Text for analysis:
▬▬▬▬▬▬
Film Deaths
Best Film Deaths Scenes

Part 6


Introduction: Deaths in film scenes can be either cool, teary, metaphoric, grisly, scary, bloody, amusing, violent, transcendental, unforgettable, spectacular, frightening, funny, or shocking. The victim's death may be well-deserved, accidental, expected, sudden, or intentional. Some effective death scenes even occur off-screen. Other areas of this website have death scenes also, such as Greatest Last Film Lines, some of which were uttered by a dying character, Greatest Melodramatic Films with many fine death scenes, Greatest Film Scenes with some descriptions of death scenes included, or some of the scenes in Scariest Movie Moments and Scenes.
▬▬▬▬▬▬
Material shown:
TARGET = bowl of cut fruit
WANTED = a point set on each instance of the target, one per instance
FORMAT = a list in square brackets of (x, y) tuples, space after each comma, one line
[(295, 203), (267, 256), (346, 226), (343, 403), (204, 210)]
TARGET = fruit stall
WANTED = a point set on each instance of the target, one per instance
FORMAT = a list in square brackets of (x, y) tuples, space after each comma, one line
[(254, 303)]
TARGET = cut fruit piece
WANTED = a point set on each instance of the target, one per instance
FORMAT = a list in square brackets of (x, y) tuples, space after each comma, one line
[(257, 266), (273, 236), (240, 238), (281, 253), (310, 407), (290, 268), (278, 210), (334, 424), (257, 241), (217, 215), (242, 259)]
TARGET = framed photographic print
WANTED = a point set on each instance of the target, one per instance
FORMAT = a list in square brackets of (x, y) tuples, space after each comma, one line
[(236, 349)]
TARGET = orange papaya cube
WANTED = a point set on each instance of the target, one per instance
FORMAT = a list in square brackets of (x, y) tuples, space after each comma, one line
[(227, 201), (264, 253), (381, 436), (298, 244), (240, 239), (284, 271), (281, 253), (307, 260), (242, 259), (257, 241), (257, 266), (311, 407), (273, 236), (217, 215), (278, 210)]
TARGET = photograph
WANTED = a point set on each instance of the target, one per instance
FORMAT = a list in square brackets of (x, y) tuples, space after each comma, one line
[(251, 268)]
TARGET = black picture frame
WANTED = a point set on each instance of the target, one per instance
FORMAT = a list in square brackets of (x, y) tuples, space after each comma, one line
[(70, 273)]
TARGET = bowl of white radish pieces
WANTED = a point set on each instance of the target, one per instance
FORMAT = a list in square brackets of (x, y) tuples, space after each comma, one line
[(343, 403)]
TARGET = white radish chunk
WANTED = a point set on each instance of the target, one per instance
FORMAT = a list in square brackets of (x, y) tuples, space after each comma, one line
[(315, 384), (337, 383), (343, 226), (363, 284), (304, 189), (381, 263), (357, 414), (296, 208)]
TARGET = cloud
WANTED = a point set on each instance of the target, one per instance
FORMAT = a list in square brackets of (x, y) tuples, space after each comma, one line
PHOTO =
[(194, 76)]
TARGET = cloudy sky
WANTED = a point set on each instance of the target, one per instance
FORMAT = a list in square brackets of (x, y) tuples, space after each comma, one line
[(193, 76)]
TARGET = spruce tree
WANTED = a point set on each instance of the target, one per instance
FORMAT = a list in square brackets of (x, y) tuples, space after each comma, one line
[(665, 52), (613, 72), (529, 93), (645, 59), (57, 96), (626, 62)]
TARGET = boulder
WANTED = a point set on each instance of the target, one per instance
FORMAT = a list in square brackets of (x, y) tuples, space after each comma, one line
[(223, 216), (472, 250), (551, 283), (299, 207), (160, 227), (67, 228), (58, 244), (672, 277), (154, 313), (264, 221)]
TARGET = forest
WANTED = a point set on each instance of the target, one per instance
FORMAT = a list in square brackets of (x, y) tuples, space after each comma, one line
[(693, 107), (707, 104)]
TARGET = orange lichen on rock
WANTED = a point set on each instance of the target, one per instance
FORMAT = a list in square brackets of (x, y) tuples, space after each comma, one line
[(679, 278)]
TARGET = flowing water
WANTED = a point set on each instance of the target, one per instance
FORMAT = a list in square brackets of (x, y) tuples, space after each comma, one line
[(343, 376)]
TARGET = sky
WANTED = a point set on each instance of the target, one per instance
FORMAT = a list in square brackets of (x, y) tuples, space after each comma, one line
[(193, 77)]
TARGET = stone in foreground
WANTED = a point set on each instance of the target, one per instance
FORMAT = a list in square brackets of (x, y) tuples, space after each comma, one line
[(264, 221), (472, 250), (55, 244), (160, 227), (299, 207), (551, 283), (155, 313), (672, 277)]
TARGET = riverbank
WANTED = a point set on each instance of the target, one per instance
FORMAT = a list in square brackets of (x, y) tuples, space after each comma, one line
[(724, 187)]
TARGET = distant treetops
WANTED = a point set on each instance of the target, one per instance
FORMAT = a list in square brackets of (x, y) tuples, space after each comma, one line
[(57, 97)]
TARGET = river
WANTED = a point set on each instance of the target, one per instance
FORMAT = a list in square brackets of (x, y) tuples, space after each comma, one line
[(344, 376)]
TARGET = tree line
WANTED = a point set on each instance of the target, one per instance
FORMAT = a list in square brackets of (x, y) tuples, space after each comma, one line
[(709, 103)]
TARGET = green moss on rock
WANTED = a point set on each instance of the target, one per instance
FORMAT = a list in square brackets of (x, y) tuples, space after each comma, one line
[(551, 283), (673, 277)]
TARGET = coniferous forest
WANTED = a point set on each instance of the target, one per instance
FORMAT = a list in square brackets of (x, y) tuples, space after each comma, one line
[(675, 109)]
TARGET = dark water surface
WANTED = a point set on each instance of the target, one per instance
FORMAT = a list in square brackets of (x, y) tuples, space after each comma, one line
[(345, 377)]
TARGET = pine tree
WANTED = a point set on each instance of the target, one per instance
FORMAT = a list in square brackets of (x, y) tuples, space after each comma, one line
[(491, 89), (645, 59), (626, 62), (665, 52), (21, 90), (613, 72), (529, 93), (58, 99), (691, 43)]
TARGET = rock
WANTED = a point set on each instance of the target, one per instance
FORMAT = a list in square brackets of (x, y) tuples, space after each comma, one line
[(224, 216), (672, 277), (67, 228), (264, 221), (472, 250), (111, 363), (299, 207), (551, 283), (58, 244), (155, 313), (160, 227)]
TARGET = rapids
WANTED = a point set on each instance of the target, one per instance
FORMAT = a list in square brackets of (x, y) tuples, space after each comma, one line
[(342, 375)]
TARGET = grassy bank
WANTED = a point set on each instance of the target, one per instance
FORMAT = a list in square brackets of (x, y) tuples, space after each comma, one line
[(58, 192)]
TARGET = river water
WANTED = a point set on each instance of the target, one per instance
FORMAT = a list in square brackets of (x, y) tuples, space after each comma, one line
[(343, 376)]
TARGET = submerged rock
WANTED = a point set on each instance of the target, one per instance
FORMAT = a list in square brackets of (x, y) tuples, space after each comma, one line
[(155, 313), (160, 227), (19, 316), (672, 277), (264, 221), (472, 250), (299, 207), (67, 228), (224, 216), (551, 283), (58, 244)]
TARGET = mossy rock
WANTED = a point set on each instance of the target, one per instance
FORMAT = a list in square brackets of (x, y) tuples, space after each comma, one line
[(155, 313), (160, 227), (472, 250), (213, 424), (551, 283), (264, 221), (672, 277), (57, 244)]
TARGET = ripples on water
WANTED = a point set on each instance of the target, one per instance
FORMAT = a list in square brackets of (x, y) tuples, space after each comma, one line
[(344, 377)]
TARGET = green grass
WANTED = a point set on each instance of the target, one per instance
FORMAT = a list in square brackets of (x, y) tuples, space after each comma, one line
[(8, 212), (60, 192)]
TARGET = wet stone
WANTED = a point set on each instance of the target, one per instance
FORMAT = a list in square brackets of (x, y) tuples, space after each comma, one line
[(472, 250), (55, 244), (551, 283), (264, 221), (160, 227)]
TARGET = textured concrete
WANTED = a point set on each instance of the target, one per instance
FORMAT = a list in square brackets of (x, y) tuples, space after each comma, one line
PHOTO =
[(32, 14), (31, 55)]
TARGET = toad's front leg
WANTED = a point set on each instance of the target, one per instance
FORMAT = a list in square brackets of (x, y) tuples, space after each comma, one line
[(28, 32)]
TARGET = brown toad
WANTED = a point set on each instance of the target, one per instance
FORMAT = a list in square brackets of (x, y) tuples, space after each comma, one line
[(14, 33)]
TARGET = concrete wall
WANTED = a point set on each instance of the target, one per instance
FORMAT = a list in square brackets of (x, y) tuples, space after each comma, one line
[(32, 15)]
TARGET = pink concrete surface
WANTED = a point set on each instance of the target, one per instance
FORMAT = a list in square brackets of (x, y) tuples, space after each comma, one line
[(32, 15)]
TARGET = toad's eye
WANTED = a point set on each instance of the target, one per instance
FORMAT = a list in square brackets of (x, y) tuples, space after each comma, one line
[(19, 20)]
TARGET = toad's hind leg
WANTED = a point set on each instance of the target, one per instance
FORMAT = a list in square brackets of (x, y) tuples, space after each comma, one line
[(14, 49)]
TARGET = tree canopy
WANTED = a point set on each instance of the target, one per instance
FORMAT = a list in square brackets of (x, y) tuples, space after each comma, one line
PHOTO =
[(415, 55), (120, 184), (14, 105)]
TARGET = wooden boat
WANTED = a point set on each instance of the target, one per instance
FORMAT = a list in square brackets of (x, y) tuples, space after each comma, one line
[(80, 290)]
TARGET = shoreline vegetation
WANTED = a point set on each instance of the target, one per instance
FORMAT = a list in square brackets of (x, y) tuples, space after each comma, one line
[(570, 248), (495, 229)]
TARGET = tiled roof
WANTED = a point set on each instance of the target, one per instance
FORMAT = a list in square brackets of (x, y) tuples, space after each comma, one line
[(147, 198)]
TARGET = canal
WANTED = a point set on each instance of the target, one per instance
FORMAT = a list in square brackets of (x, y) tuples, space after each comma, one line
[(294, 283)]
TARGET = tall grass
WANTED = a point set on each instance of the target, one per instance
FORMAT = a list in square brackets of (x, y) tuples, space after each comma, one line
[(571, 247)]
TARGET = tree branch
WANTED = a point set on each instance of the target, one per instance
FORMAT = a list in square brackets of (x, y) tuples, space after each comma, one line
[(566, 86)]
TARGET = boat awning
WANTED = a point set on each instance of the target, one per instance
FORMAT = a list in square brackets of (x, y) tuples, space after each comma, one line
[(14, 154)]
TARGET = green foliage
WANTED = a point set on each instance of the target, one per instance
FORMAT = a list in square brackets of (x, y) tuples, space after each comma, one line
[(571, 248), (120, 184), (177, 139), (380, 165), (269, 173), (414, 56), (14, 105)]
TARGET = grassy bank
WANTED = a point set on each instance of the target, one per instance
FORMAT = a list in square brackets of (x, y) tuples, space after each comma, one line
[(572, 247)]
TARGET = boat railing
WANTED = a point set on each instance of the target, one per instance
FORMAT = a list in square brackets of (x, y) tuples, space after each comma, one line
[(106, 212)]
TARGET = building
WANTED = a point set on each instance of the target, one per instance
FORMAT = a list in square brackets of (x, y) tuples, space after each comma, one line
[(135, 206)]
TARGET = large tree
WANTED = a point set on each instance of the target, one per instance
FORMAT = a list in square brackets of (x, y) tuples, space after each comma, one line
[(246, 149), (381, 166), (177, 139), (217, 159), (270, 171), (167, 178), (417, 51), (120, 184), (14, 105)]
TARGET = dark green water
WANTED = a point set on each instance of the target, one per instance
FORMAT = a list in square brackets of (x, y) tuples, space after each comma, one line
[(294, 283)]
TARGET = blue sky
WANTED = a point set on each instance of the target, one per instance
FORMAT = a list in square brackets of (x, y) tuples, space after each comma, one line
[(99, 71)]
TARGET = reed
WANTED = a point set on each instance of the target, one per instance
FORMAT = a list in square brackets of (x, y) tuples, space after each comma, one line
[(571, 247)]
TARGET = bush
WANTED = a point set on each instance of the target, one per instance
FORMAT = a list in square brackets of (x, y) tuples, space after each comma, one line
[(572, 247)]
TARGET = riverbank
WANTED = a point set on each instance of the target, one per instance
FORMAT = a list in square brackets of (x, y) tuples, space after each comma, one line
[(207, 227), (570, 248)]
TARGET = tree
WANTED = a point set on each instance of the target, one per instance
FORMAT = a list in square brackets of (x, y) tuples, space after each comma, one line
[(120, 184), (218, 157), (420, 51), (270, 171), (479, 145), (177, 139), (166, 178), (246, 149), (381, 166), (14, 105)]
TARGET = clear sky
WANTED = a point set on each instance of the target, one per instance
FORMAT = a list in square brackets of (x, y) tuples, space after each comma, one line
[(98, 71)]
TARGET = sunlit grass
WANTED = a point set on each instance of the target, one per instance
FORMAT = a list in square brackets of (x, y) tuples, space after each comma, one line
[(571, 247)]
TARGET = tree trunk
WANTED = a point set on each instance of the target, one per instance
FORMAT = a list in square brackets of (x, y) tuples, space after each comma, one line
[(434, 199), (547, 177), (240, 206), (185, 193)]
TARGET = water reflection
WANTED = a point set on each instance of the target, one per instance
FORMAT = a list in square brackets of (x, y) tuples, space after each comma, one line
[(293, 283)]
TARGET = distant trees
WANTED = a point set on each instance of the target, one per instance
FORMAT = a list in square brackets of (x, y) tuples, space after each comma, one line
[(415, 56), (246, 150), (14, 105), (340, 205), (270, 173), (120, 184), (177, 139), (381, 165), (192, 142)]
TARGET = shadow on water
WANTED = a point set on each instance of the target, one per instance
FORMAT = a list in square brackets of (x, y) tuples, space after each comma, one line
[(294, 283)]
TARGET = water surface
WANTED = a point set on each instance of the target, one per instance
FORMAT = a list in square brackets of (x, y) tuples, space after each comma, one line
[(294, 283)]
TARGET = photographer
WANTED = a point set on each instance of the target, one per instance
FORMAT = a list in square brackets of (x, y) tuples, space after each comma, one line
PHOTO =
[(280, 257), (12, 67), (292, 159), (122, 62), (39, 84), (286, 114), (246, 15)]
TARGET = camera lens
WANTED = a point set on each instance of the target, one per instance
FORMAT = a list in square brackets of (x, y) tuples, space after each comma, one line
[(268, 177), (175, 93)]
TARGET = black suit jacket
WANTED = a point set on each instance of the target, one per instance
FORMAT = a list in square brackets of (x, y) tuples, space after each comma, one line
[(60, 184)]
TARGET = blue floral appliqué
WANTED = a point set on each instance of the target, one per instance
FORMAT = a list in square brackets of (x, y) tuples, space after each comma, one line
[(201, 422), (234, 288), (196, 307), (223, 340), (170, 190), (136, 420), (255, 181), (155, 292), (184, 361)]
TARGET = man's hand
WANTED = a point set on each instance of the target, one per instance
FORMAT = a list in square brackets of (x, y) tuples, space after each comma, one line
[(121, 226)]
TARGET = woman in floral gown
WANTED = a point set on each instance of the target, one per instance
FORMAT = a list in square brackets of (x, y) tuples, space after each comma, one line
▬▬▬▬▬▬
Work instructions: Copy the passage from the film death scenes text, from the words "Introduction: Deaths in" up to and including the words "Moments and Scenes.".

Answer section:
Introduction: Deaths in film scenes can be either cool, teary, metaphoric, grisly, scary, bloody, amusing, violent, transcendental, unforgettable, spectacular, frightening, funny, or shocking. The victim's death may be well-deserved, accidental, expected, sudden, or intentional. Some effective death scenes even occur off-screen. Other areas of this website have death scenes also, such as Greatest Last Film Lines, some of which were uttered by a dying character, Greatest Melodramatic Films with many fine death scenes, Greatest Film Scenes with some descriptions of death scenes included, or some of the scenes in Scariest Movie Moments and Scenes.